- [Stated task]:
Recast all of the entries below as a Markdown table with two columns, Row and Line. Each non-blank line takes its own numbered row, and blank lines are omitted.

┄┄┄┄┄┄┄┄┄┄┄┄┄┄┄┄┄┄┄┄

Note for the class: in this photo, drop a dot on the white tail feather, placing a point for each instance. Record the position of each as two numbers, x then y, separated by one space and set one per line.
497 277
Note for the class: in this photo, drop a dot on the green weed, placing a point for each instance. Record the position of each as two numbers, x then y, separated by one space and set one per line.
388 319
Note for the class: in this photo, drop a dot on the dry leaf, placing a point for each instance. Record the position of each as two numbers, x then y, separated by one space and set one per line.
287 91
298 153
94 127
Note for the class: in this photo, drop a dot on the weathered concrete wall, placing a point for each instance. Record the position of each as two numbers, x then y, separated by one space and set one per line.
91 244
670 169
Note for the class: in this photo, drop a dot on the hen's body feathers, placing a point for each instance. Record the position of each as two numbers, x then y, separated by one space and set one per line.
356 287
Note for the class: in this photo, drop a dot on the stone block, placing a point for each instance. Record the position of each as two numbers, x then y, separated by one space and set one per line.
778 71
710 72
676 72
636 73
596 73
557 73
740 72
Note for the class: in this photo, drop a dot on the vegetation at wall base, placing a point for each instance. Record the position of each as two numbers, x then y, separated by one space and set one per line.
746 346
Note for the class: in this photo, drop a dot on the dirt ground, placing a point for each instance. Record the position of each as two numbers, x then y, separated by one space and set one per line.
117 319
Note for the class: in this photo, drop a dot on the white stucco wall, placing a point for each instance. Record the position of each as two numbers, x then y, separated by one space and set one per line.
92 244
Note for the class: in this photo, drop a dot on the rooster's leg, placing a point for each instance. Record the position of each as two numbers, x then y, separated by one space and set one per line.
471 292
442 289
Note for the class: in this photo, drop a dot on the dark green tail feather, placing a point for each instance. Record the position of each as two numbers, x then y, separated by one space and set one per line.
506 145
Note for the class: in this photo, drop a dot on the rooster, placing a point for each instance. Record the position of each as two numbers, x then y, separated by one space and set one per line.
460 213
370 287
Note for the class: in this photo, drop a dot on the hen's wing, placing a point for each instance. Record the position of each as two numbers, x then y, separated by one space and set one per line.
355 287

┄┄┄┄┄┄┄┄┄┄┄┄┄┄┄┄┄┄┄┄

- [The result]:
| Row | Line |
|---|---|
| 1 | Note for the class: in this photo, drop a dot on the white tail feather, placing a point for each instance. Record the position of each as two numbers, x then y, separated by one space and set one per line. |
| 2 | 497 277 |
| 3 | Note for the class: in this photo, drop a dot on the green weed, placing a point for each instance. Record the position of each as two numbers, x then y, separated by one space and set one per line. |
| 4 | 388 319 |
| 5 | Note for the class: in this photo, drop a dot on the dry leaf, placing a point for each instance. Record the position of each as two numbers, x then y, separated by one space and set one per line. |
| 6 | 287 91 |
| 7 | 298 153 |
| 8 | 94 127 |
| 9 | Note for the class: in this photo, drop a dot on the weathered concrete wall, placing a point for each instance. Record the position of each as two numbers, x then y, separated by one space and set one per line. |
| 10 | 91 244 |
| 11 | 670 169 |
| 12 | Note for the class: in this photo, drop a dot on the hen's body feathers, placing a point for each instance. Record the position of each as two numbers, x then y, separated by one space and set one per line. |
| 13 | 356 287 |
| 14 | Note for the class: in this photo, drop a dot on the stone block, placing a point for each instance. Record the position of each as two numbers, x then y, separated by one space and set one per line. |
| 15 | 778 71 |
| 16 | 710 72 |
| 17 | 676 72 |
| 18 | 636 73 |
| 19 | 596 73 |
| 20 | 557 73 |
| 21 | 740 72 |
| 22 | Note for the class: in this photo, drop a dot on the vegetation at wall base, placing a point for each instance. Record the position of each as two numbers, x then y, separated by one space and set one per line. |
| 23 | 746 346 |
| 24 | Note for the class: in this photo, drop a dot on the dirt ground, placing a point for each instance. Record the position of each as two numbers, x then y, separated by one space and set one per line. |
| 25 | 117 319 |
| 26 | Note for the class: in this photo, drop a dot on the white stucco wall, placing a point for each instance. Record the position of each as two numbers, x then y, separated by one space and set one per line. |
| 27 | 92 244 |
| 28 | Note for the class: in this photo, drop a dot on the rooster's leg, placing a point for each instance. Record the position of each as two numbers, x then y, separated by one space and set one per line. |
| 29 | 471 292 |
| 30 | 442 289 |
| 31 | Note for the class: in this photo, drop a dot on the dark green tail feather, placing a point for each instance. Record the position of each as two numbers, x then y, separated by one space and set one per line. |
| 32 | 506 145 |
| 33 | Note for the class: in this photo, drop a dot on the rooster, placing a point for each instance. Record the position of each as two numbers, x then y, separated by one space and set one per line. |
| 34 | 460 213 |
| 35 | 370 287 |
| 36 | Note for the class: in this photo, drop a dot on the hen's wing, placing a point for each instance. Record the position of each as two numbers, x then y, separated by one space and set one per line. |
| 37 | 355 287 |